_Problem details_
Transcribe all of the records exactly, leaving every line as it is.

(Data records)
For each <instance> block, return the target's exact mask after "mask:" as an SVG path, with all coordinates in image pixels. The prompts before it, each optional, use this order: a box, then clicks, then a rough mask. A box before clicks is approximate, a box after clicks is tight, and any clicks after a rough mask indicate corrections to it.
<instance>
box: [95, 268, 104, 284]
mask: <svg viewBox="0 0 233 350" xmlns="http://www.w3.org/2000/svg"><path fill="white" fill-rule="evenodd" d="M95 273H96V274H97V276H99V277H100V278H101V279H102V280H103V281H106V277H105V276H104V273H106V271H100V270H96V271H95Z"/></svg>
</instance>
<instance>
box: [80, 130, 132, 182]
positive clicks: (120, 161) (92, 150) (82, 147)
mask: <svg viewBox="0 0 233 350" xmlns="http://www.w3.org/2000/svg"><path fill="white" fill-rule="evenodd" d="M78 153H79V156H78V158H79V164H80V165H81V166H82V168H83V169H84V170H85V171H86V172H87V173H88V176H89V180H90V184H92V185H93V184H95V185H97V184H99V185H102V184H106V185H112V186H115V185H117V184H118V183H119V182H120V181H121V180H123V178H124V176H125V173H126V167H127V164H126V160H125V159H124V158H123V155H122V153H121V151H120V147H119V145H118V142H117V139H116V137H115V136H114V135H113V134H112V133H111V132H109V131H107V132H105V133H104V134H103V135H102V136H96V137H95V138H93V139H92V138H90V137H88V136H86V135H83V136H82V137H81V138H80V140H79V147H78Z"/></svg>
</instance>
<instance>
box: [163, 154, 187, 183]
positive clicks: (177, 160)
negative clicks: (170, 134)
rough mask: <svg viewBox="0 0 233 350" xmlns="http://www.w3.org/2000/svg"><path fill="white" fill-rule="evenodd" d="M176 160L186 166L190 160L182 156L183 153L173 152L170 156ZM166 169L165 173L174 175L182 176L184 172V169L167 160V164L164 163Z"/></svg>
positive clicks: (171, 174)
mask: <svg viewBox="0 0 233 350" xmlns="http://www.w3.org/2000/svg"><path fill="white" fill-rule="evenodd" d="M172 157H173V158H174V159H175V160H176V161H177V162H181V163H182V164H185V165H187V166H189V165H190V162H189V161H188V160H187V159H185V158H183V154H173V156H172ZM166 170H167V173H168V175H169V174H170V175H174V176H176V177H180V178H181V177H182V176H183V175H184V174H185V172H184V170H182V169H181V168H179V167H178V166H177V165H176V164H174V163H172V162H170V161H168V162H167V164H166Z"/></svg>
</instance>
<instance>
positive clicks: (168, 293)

_Task output_
For each <instance> block, return the target's exact mask after "mask:" as an SVG path, with all coordinates in image pixels. The prompts before it, each optional, use this order: a box, then clicks, then a rough mask. A box before clicks is approximate, a box after clicks is tight, and any clicks after a rough mask indicate corrections to it.
<instance>
box: [95, 268, 104, 284]
mask: <svg viewBox="0 0 233 350" xmlns="http://www.w3.org/2000/svg"><path fill="white" fill-rule="evenodd" d="M95 273H96V274H97V276H99V277H100V278H101V279H102V280H103V281H106V277H105V276H104V273H106V271H100V270H96V271H95Z"/></svg>
</instance>
<instance>
box: [80, 130, 132, 182]
positive clicks: (120, 161) (92, 150) (82, 147)
mask: <svg viewBox="0 0 233 350" xmlns="http://www.w3.org/2000/svg"><path fill="white" fill-rule="evenodd" d="M78 153H79V156H78V158H79V164H80V165H81V166H82V168H83V169H84V170H85V171H86V172H87V173H88V176H89V180H90V184H92V185H93V184H95V185H97V184H99V185H102V184H106V185H112V186H115V185H117V184H118V183H119V182H120V181H121V180H123V178H124V176H125V173H126V167H127V164H126V160H125V159H124V158H123V155H122V153H121V151H120V147H119V145H118V142H117V139H116V137H115V136H114V135H113V134H112V133H111V132H109V131H107V132H105V133H104V134H103V135H102V136H96V137H95V138H93V139H92V138H90V137H88V136H86V135H83V136H82V137H81V138H80V140H79V147H78Z"/></svg>
</instance>
<instance>
box: [163, 154, 187, 183]
positive clicks: (177, 160)
negative clicks: (170, 134)
rough mask: <svg viewBox="0 0 233 350" xmlns="http://www.w3.org/2000/svg"><path fill="white" fill-rule="evenodd" d="M176 160L186 166L190 160L182 156L183 153L173 152L170 156ZM166 169L165 173L174 175L182 176L184 172V169L167 160V164L164 163Z"/></svg>
positive clicks: (171, 174)
mask: <svg viewBox="0 0 233 350" xmlns="http://www.w3.org/2000/svg"><path fill="white" fill-rule="evenodd" d="M172 157H173V158H174V159H175V160H176V161H177V162H181V163H182V164H185V165H187V166H189V165H190V162H189V161H188V160H187V159H185V158H183V154H173V156H172ZM166 170H167V173H168V175H169V174H170V175H174V176H176V177H180V178H181V177H182V176H183V175H184V174H185V172H184V170H182V169H181V168H179V167H178V166H177V165H176V164H174V163H172V162H170V161H168V162H167V164H166Z"/></svg>
</instance>
<instance>
positive clicks: (168, 293)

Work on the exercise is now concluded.